Excerpts from a dataset:
- - -
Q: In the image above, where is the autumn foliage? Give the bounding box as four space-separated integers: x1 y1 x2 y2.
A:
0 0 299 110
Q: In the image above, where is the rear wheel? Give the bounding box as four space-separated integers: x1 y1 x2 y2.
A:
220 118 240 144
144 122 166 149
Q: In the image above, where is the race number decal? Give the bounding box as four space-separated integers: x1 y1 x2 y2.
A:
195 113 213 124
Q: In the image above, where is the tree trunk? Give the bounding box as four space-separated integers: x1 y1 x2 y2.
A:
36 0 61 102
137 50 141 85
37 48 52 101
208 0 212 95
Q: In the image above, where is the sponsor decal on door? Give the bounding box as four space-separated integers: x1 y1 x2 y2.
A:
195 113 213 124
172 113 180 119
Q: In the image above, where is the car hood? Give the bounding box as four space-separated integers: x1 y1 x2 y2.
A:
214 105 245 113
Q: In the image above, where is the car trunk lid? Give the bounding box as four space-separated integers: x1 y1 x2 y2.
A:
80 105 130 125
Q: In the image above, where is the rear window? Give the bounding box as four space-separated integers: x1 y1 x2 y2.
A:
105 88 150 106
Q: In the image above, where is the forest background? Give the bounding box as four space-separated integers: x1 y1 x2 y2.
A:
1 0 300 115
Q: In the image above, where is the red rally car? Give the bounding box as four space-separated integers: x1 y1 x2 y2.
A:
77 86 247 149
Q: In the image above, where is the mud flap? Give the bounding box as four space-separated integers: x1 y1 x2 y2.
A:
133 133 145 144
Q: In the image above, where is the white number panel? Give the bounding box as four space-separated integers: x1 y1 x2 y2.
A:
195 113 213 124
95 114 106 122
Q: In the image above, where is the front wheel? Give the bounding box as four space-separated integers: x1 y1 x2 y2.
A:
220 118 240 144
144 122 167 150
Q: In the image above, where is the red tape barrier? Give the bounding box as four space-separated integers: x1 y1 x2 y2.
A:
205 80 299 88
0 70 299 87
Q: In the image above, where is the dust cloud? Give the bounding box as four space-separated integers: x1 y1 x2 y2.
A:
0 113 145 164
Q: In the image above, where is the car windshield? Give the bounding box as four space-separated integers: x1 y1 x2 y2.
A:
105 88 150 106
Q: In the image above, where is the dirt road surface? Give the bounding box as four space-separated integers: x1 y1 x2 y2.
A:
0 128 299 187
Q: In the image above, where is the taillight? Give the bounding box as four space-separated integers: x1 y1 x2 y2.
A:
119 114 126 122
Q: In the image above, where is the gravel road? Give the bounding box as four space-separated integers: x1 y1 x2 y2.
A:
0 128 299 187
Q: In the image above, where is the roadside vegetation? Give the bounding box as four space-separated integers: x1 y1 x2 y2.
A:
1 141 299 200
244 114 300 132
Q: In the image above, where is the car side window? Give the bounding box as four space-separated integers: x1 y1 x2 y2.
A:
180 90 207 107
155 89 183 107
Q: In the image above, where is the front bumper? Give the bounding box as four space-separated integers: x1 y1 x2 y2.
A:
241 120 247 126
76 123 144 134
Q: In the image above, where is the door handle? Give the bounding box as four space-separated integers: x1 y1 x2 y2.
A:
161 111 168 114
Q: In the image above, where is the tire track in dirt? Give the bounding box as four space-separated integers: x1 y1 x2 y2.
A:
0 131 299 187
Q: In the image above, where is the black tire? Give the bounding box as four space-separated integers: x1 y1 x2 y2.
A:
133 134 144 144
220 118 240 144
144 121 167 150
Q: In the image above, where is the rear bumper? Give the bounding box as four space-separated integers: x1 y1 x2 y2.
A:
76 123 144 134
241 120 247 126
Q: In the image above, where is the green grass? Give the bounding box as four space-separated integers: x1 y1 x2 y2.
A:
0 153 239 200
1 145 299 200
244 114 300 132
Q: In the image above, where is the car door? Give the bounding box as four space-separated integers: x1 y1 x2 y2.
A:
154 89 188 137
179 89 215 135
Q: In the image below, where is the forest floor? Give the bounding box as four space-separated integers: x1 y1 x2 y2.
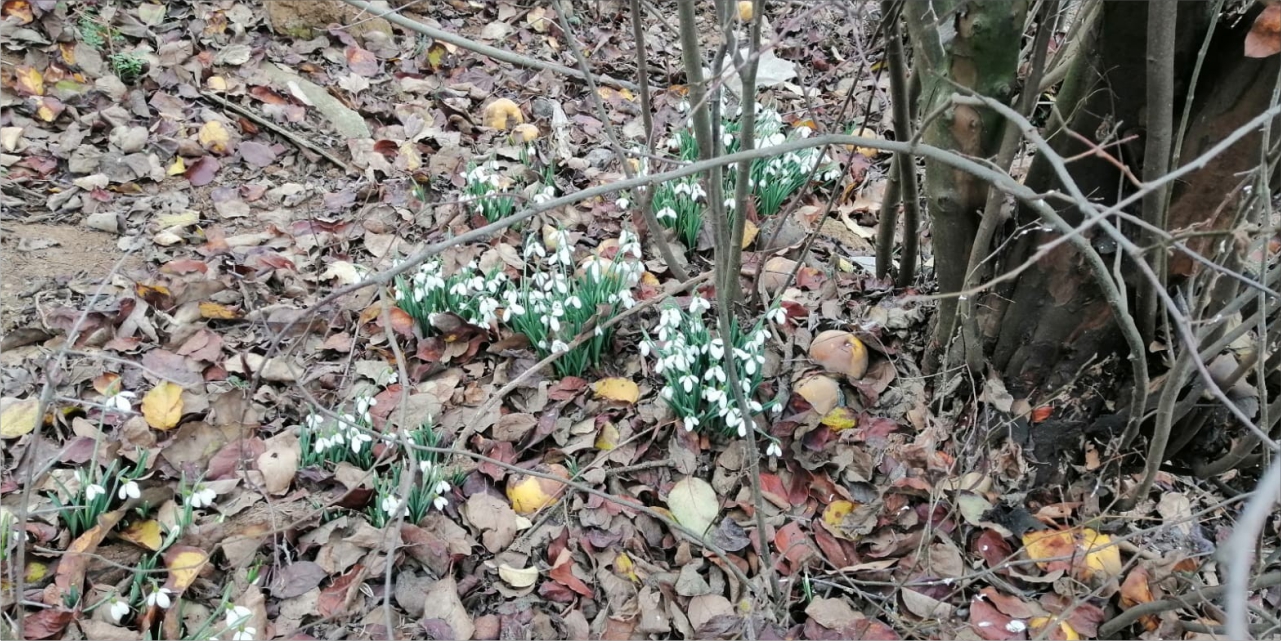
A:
0 1 1272 640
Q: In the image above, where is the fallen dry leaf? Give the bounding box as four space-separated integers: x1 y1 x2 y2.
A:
667 476 718 538
592 377 639 404
141 382 184 431
483 98 524 130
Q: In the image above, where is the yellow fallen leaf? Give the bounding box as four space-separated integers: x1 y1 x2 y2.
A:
120 520 163 551
823 500 854 530
1080 528 1122 580
199 301 241 319
738 0 753 21
741 219 759 248
640 272 660 286
14 66 43 96
206 76 227 92
820 407 859 431
25 561 48 583
1 398 41 438
593 378 640 404
850 127 883 157
595 422 620 450
512 123 539 143
164 546 208 592
167 157 186 175
809 330 869 379
615 552 639 582
1029 617 1080 641
483 98 524 130
36 98 59 122
1022 529 1076 569
506 464 569 515
198 120 231 155
142 382 184 431
498 564 539 588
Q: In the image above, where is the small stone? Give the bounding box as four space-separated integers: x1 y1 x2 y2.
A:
585 148 613 168
85 212 118 234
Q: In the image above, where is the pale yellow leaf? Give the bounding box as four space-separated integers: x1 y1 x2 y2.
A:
1 397 40 438
592 377 639 404
667 476 718 537
198 120 231 154
482 98 524 130
164 546 208 592
142 382 184 430
498 564 539 588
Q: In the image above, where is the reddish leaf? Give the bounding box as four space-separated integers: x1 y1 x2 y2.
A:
318 564 367 619
345 45 379 76
758 473 790 509
773 521 816 574
973 529 1015 570
185 156 220 187
969 598 1025 640
21 609 73 640
160 258 209 274
240 141 278 167
1246 4 1281 58
548 548 593 598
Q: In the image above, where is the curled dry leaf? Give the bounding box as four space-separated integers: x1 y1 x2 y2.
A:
795 375 842 415
506 463 570 515
498 564 539 588
483 98 524 130
809 330 869 379
512 123 539 142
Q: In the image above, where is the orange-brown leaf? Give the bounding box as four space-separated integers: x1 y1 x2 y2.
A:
1246 4 1281 58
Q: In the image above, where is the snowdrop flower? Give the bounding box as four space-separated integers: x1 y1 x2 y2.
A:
433 494 449 511
688 296 711 315
225 605 252 628
551 340 570 353
680 375 698 393
766 442 783 458
524 240 547 260
618 290 636 309
419 460 434 475
434 480 451 495
768 306 787 325
722 133 735 147
639 341 652 358
231 624 257 641
595 325 604 337
380 496 403 517
708 338 725 360
656 206 676 221
118 480 140 501
615 197 630 209
349 431 373 454
705 366 726 384
105 391 136 413
108 596 129 623
188 485 217 509
682 416 699 432
146 587 172 610
661 386 674 400
85 484 106 502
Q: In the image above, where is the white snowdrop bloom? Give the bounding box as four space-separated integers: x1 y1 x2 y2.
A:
- - -
**Task**
Review the preceding data and report every line that includes the string "door".

**Solution**
Q: In the image above, where is the sponsor decal on door? Give the bounding box as four space-separated integers: x1 y1 x2 y2.
Q: In the image above, where is the door handle? Give the bounding box as four space-separated integers: x1 y1 x2 y2.
Q: In the image above, where is the car door? Give the bounding box as four space-separated integers: x1 y1 x2 y2.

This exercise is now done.